▶ WHAT IS ASKED:
Reproduce the material from the line containing "example: [34, 13]" through the end, requests included. Raise every coordinate in the answer points by 57, and leave the sample coordinates in the requests as they are.

-------

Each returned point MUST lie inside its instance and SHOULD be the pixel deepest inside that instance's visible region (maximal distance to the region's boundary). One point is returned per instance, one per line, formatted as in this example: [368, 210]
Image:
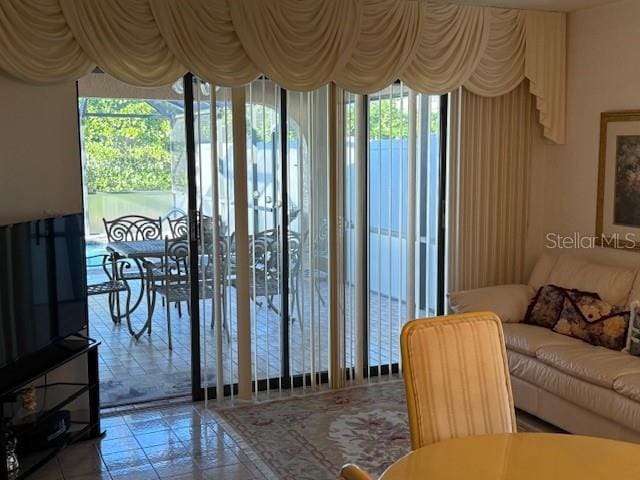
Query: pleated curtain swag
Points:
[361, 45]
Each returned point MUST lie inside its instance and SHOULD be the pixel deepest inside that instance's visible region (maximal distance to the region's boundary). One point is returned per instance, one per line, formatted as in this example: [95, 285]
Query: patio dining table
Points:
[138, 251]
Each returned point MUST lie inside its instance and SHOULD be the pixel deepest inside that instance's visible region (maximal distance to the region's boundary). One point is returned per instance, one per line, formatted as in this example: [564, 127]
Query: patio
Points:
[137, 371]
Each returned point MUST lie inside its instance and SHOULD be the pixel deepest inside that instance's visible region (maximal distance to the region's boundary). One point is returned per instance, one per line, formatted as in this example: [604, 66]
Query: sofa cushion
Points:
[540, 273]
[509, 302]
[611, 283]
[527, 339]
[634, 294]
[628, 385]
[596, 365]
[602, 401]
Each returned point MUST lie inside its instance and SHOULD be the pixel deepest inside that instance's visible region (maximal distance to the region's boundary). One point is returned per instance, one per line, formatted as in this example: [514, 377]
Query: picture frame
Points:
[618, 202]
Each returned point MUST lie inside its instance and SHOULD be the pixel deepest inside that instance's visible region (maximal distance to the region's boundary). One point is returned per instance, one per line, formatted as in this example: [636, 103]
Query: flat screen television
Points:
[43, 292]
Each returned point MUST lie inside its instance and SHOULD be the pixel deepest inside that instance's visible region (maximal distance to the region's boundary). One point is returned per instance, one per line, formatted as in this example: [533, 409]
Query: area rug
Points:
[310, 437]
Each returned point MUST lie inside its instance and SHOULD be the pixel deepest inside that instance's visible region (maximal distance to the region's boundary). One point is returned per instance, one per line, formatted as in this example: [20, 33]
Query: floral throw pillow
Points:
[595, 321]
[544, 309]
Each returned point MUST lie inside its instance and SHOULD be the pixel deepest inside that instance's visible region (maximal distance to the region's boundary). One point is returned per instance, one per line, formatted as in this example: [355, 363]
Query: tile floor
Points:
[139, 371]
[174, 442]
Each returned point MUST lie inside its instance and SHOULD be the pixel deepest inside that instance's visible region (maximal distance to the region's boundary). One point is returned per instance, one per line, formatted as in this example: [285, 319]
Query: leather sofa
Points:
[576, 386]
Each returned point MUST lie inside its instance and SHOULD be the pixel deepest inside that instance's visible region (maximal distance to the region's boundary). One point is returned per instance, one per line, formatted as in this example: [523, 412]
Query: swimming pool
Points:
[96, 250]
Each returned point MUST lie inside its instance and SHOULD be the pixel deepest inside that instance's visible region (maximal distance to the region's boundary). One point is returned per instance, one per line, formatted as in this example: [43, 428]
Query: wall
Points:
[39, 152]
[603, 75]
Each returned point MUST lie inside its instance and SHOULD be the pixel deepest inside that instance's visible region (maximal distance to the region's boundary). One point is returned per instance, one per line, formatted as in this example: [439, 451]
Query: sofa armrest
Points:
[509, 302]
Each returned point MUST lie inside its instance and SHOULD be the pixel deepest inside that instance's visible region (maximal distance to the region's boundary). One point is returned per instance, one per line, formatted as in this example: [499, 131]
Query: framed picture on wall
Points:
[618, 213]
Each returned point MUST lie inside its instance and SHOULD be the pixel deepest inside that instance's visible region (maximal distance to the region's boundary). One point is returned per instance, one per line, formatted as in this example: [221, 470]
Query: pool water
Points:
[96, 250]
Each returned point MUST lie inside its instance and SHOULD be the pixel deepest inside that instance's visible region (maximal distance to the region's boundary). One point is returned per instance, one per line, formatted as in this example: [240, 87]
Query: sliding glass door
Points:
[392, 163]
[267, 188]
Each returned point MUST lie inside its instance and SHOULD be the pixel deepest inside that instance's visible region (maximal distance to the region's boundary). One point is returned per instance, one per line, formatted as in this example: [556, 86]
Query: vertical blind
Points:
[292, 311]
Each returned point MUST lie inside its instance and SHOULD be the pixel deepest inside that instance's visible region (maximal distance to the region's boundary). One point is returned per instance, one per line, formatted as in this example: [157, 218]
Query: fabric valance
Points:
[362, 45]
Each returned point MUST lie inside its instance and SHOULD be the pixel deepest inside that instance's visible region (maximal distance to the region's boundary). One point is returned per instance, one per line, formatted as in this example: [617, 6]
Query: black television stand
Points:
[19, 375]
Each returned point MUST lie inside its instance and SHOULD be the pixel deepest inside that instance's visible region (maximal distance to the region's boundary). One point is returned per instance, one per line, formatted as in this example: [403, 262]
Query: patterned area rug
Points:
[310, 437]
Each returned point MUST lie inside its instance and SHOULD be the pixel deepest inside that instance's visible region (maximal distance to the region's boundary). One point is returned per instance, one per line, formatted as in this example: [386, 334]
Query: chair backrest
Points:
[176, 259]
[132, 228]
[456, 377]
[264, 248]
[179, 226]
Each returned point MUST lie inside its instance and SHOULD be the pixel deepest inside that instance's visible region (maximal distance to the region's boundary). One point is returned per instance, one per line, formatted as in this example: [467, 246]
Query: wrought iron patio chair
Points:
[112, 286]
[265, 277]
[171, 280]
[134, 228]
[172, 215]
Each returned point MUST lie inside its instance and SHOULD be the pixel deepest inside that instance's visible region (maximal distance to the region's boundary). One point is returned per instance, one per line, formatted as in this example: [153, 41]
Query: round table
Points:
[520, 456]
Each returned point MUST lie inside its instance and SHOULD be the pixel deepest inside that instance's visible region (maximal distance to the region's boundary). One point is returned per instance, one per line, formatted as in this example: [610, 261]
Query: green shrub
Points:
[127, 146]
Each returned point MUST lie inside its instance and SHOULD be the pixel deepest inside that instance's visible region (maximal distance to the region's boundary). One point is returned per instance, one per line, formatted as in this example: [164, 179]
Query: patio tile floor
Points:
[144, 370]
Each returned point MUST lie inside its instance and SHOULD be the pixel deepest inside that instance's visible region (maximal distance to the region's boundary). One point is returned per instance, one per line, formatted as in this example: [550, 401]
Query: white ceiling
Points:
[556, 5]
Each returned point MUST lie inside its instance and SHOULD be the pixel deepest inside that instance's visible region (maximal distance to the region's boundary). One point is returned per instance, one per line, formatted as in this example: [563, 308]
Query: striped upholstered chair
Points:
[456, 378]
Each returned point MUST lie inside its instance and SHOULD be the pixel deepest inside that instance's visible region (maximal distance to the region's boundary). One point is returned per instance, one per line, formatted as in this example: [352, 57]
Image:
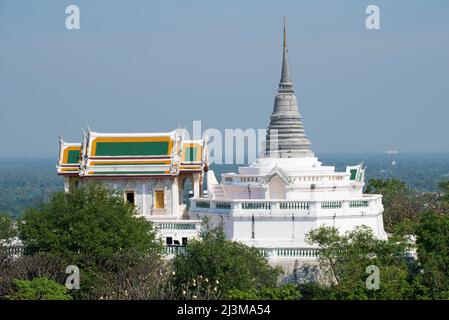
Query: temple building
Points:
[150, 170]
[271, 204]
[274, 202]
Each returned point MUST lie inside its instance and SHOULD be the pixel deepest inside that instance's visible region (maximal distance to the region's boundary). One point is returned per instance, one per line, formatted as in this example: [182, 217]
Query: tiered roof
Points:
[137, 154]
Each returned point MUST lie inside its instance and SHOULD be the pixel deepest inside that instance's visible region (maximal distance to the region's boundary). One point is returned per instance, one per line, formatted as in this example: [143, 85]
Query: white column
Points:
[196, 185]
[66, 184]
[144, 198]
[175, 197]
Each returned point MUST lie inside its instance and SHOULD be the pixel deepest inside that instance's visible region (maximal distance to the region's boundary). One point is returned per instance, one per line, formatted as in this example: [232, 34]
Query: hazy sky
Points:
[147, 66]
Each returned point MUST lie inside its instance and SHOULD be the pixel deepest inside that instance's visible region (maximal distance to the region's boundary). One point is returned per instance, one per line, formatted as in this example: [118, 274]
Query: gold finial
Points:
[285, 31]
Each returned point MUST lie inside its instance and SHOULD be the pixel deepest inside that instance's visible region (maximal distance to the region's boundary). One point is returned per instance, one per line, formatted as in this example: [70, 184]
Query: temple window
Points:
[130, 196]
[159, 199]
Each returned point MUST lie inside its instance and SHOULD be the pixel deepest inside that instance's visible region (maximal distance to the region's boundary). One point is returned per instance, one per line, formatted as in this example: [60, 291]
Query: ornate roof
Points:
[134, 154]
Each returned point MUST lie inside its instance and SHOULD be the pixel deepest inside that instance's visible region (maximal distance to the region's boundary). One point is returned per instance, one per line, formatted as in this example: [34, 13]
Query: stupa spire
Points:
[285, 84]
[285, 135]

-------

▶ OUTPUT OF THE TASK:
Each returned point MUST lie inside its instance and SHOULD be the pixel deepest inside that instance's visible region (maximal distance to the region's boundary). One point is returned per instance, one per line, formatted as in this example: [34, 13]
Query: stupa spire
Points:
[342, 141]
[342, 192]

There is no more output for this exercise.